# Data for this exercise start

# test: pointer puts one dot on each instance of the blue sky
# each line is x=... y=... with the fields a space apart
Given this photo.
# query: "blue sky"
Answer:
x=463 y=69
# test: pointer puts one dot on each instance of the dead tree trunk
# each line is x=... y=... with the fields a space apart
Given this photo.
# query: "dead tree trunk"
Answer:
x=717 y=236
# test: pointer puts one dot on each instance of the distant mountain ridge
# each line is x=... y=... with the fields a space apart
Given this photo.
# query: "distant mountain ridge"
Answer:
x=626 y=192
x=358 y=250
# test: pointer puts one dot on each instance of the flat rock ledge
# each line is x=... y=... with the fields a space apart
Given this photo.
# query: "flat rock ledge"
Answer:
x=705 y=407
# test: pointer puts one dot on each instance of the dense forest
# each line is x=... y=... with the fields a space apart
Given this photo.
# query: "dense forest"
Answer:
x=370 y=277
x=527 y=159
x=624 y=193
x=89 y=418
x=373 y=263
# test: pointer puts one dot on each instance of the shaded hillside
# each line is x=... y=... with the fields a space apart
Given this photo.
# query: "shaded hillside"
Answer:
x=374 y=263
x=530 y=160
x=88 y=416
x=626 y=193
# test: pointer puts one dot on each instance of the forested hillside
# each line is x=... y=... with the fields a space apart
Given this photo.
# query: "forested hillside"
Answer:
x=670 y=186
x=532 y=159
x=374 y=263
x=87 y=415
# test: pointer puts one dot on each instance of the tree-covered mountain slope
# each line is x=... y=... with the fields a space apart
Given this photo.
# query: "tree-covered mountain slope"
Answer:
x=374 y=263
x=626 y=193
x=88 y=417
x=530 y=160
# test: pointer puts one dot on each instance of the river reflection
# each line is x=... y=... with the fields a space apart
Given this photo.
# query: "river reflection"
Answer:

# Data for this exercise end

→ Problem requirements: Write out every one of the items above again, word for word and in the same order.

→ Written solution:
# test: pointer puts one dot on each instance of the blue sky
# each line is x=... y=... with the fields a space apart
Given this photo.
# query: "blue sky"
Answer:
x=463 y=69
# test: pointer puts one dot on each instance of the dead tree trunk
# each line is x=... y=... with the fields a space apart
Given this photo.
# query: "dead tree trunk"
Answer:
x=717 y=236
# test: pointer puts one dot on each instance of the distant mountain ridge
# each line is x=... y=... with the fields a space apart
Given this photo.
# query: "distant mountain ridge"
Answer:
x=626 y=192
x=358 y=250
# test: pointer puts one dot on each instance of the flat rock ledge
# each line is x=... y=... with the fields a space apart
Given this photo.
# query: "flat rock ledge"
Answer:
x=705 y=407
# test: pointer puts one dot on each instance of the dense forest
# each line is x=... y=... with the fields a space apart
Given this photo.
# query: "dense forest"
Answer:
x=370 y=277
x=527 y=159
x=624 y=193
x=89 y=418
x=373 y=263
# test: pointer puts one dot on each instance of the shaded hillside
# each line is x=... y=... with the fields a space apart
Given this photo.
# query: "shaded hillside"
Answer:
x=374 y=263
x=530 y=160
x=88 y=416
x=626 y=193
# test: pointer puts one dot on each instance of the forested hillside
# each line is x=... y=... with the fields a space apart
Given this photo.
# query: "forested hillside"
Answer:
x=670 y=186
x=532 y=159
x=374 y=263
x=87 y=415
# test: pointer puts one dot on each instance of the tree-covered mountain slope
# each line is x=... y=... with the fields a space apart
Given this photo.
# query: "tree-covered mountain slope"
Answer:
x=374 y=263
x=626 y=193
x=88 y=417
x=530 y=160
# test: pointer puts one dot on each instance of the river reflection
# each line is x=... y=... with the fields a space apart
Given this photo.
# query: "river reflection"
Answer:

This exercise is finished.